Consigne — Quelle suite donneriez-vous à la présentation ci-dessous du livre sur la cyberdéfense française ? Prolongez-la après sa dernière phrase.

Texte —
++++++++++

Dans un livre passionnant, le vice-Amiral d’escadre Arnaud Coustillière, fondateur et ancien responsable de la cyberdéfense en France, nous propose une plongée vertigineuse au cœur de l’élaboration de la lutte numérique.
À partir des années 2010 se multiplient les champs de bataille du Net : virus destructeurs, fake news, ingérences dans les élections, propagande terroriste déstabilisant les démocraties, pillages de données d’hôpitaux, d’entreprises… La France se croit longtemps épargnée, avant de confier cet enjeu régalien à l’armée.
De la construction de la cyberdéfense, Arnaud Coustillière nous livre un témoignage inédit. Son préfacier, Jean-Yves Le Drian, ancien ministre de la Défense, en souligne le caractère exceptionnel. « Ces années ont vu se transformer une équipe de pionniers en force combattante de plusieurs milliers d’hommes et de femmes ». Une aventure humaine extraordinaire, portée au départ par une poignée de soldats atypiques, réunis hors du schéma classique des armées.
Objectifs : sécuriser les systèmes numériques français, contrer et prévenir les menaces, attaquer proactivement. Et toujours en intégrant cette action numérique à la logique du déploiement opérationnel des troupes de terrain, sans interférer. Une fois les objectifs fixés, on passe à l’action.

++++++++++

Données fournies —
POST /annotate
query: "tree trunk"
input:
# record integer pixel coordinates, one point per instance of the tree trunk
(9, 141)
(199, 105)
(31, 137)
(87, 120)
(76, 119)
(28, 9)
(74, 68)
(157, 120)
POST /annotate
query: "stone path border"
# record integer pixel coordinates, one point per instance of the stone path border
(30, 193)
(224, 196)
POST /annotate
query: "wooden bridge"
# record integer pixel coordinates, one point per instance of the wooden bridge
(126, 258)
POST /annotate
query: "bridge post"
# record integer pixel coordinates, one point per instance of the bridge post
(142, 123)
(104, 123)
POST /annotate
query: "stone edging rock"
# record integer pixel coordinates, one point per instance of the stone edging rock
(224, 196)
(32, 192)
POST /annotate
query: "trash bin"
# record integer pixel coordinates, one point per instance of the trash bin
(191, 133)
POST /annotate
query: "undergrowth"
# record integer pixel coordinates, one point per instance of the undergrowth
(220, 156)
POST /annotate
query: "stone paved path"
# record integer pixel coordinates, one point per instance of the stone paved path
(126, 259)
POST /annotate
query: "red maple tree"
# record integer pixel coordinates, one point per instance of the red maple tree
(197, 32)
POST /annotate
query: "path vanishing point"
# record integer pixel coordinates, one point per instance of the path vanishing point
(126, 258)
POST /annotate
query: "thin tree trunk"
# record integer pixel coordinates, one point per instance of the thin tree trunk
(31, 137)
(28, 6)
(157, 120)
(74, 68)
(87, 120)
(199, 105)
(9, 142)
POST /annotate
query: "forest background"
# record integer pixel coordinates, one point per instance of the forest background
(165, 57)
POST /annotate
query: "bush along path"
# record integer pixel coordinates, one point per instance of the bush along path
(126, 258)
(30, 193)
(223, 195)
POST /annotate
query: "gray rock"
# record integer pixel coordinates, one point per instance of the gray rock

++++++++++

Votre réponse —
Un exemple, parmi des milliers : en 2017, WannaCry infecte dix mille ordinateurs par heure en cryptant leurs données. Des usines Renault s’arrêtent. Le virus ne sera stoppé que quatre jours plus tard. « Si une crise cyber n’est pas jugulée au plus vite, elle bascule dans le monde réel et devient une crise globale », rappelle l’Amiral Coustillière. « Dans une frégate moderne, 2400 automatismes sont embarqués et certains sont civils », précise-t-il. « Idéalement, il faudrait pouvoir encapsuler l’ensemble pour assurer une protection véritable ».
En plus de riposter contre les chantages, les hameçonnages, les extorsions, il faut contrer la propagande ennemie. Les cybersoldats français peuvent s’inspirer du MI6 britannique qui avait piraté en 2011 la revue numérique anglophone d’Al-Qaïda Inspire, qui expliquait « comment fabriquer une bombe dans la cuisine de votre maman » : des recettes de cupcakes apparaissaient quand on cliquait sur les instructions.
Protéger et riposter, c’est bien ; attaquer, c’est mieux.
Les maîtres en la matière restent les Américains. Affaire Stuxnet : les États-Unis font perdre deux ans à l’Iran dans sa course au nucléaire, en déréglant à distance ses centrifugeuses d’enrichissement d’uranium, qui affichaient toujours un fonctionnement normal. Les Français apprennent vite : en Afghanistan, ils rendent invisible l’avancée de leurs troupes en brouillant par intermittence les communications des Talibans, qui n’auront rien compris à ces pannes.
Arnaud Coustillière est aujourd’hui président du Pôle d’excellence cyber, favorisant les synergies entre acteurs privés et publics. Le défi collectif de la souveraineté française est d’imposer son « autonomie stratégique face à des compétiteurs qui veulent reléguer l’Europe dans une forme de vassalité plus ou moins acceptée ».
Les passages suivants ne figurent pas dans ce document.